Referring expression grounding data
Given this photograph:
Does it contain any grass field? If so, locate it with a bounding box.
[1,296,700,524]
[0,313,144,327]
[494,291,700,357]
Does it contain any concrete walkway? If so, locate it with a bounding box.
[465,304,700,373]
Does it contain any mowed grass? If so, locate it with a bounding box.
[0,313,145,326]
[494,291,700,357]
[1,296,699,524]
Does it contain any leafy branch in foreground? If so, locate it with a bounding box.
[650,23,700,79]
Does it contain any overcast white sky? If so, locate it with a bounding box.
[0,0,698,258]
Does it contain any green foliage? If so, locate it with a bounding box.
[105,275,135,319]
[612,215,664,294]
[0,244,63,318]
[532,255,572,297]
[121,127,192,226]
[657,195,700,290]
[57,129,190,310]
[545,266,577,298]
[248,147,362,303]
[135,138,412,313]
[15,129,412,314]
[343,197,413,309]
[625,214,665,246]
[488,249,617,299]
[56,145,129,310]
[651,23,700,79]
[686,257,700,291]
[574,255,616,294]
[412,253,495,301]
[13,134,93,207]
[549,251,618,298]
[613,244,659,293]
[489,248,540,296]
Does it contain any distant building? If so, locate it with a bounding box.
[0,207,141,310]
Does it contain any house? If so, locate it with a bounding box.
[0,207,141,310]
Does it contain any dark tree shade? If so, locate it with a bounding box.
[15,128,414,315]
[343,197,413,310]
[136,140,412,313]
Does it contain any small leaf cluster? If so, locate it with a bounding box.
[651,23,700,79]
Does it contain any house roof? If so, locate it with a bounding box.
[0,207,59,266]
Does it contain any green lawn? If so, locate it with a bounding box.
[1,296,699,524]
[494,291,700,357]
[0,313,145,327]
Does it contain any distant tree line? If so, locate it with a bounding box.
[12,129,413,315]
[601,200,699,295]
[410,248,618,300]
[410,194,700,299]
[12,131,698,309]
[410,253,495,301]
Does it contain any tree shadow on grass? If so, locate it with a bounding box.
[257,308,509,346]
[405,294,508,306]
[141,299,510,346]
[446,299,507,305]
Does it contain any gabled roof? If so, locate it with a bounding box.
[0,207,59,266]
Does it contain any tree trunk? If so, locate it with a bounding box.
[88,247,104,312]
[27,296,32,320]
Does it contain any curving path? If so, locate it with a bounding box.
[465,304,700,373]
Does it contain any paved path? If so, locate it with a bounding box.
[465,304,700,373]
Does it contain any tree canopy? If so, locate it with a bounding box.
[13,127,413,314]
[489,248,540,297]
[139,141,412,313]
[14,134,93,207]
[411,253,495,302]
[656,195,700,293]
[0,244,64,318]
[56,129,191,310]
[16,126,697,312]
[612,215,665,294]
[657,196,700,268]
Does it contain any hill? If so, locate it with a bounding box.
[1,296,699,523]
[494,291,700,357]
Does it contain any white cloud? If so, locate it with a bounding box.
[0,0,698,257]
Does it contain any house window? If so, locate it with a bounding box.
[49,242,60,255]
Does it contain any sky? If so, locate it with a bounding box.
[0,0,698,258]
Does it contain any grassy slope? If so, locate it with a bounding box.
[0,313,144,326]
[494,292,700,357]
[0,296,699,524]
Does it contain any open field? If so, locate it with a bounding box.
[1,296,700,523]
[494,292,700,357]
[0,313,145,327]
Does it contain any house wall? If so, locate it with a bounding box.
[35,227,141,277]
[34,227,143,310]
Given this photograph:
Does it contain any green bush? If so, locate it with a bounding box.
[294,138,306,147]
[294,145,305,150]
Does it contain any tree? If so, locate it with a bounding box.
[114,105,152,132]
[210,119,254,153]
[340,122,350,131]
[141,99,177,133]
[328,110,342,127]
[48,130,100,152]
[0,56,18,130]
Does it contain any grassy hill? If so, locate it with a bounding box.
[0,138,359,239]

» **WHAT YOU HAVE TO DO**
Send back every entry precisely as given.

» **THE COMPLETED TASK**
Given this photograph:
Does it contain any grass field? If so, locate it with a bounding box.
[1,296,700,524]
[0,313,144,327]
[494,291,700,357]
Does it contain any concrete walkway? If so, locate it with a bounding box.
[465,304,700,373]
Does it contain any mowed grass? If so, locate it with a bounding box.
[0,313,145,326]
[494,291,700,357]
[1,296,699,524]
Does it contain any leafy branch in foreground? If so, locate it with a bounding box.
[650,23,700,79]
Does it contain any overcast white sky? If so, locate it with a bounding box.
[0,0,698,258]
Does it contain any green foliage? If so, locate it with a bounding box.
[105,275,135,319]
[612,215,664,294]
[0,244,63,318]
[532,255,572,297]
[121,127,192,226]
[657,195,700,290]
[57,129,190,310]
[545,266,577,298]
[248,147,362,303]
[135,138,412,313]
[15,129,412,314]
[343,197,413,309]
[625,214,665,246]
[488,249,617,299]
[56,145,129,310]
[651,23,700,79]
[686,257,700,291]
[574,255,616,294]
[412,253,495,301]
[13,134,93,207]
[549,251,618,298]
[613,244,659,293]
[489,248,540,296]
Does it contain any distant building? If so, locate it with a bounding box.
[0,207,141,310]
Does it contain any house? If so, locate it with a bounding box.
[0,207,141,310]
Does it contain any dark tree shade? If so, locate it with a bounding box.
[15,128,414,315]
[343,197,413,310]
[136,140,412,313]
Does it contain any small leaf cluster? If so, locate it with a bounding box.
[651,23,700,79]
Does it contain any house roof? If so, locate it with a bounding box.
[0,207,59,266]
Does it contain any green lawn? If so, locate it with a bounding box.
[1,296,699,524]
[494,291,700,357]
[0,313,145,327]
Does it contain any distant tree line? If so, locate it with a bounding box.
[12,129,413,315]
[601,200,699,295]
[410,248,618,300]
[410,194,700,299]
[12,131,698,309]
[410,253,495,301]
Does it contain any tree shadow on grass? If so, locate it with a bounding box.
[257,308,509,346]
[405,294,508,306]
[141,299,510,346]
[446,299,507,305]
Does it contain any gabled roof? If so, locate it with a bounding box.
[0,207,59,266]
Does it contain any tree trunk? If so, locate it with a bounding box.
[88,247,104,312]
[27,296,32,320]
Does it contain any curving path? If so, locate it with a bounding box.
[465,304,700,373]
Does it contain any paved path? If so, locate it with a bounding box.
[465,304,700,373]
Does it contain any tree canopy? If so, locate it with a bounding box.
[13,127,413,314]
[489,248,540,297]
[139,141,412,313]
[14,134,93,207]
[411,253,495,302]
[656,195,700,293]
[0,244,64,318]
[56,129,191,310]
[16,126,697,312]
[612,215,665,294]
[657,196,700,268]
Does it contain any hill? If so, locate it with a bounding box.
[1,296,699,523]
[494,291,700,357]
Does it contain any white cloud? If so, locate it with a bounding box.
[0,0,698,257]
Does it contain any house window? If so, locate it with a bounding box.
[49,242,60,255]
Does it contain any sky? If so, locate it with a bounding box.
[0,0,698,258]
Does it contain any grassy slope? If so, locate it with a bounding box.
[0,313,144,326]
[494,292,700,357]
[0,296,699,524]
Does it contain any open field? If so, locate it with a bounding box.
[1,296,700,523]
[494,292,700,357]
[0,313,145,327]
Does it contain any house wall? If so, locate it with a bounding box.
[35,227,141,277]
[34,227,143,310]
Given this photograph:
Does it contain any green bush? If so, locate it with a bounding box.
[294,138,306,147]
[294,145,305,150]
Does it contain any tree? If so, locate it with a bounding box.
[114,105,152,132]
[210,119,254,153]
[340,122,350,131]
[141,99,177,133]
[328,110,342,127]
[48,130,100,152]
[0,56,18,130]
Does it contain any grassy hill? If so, locate it with a bounding box.
[0,138,359,239]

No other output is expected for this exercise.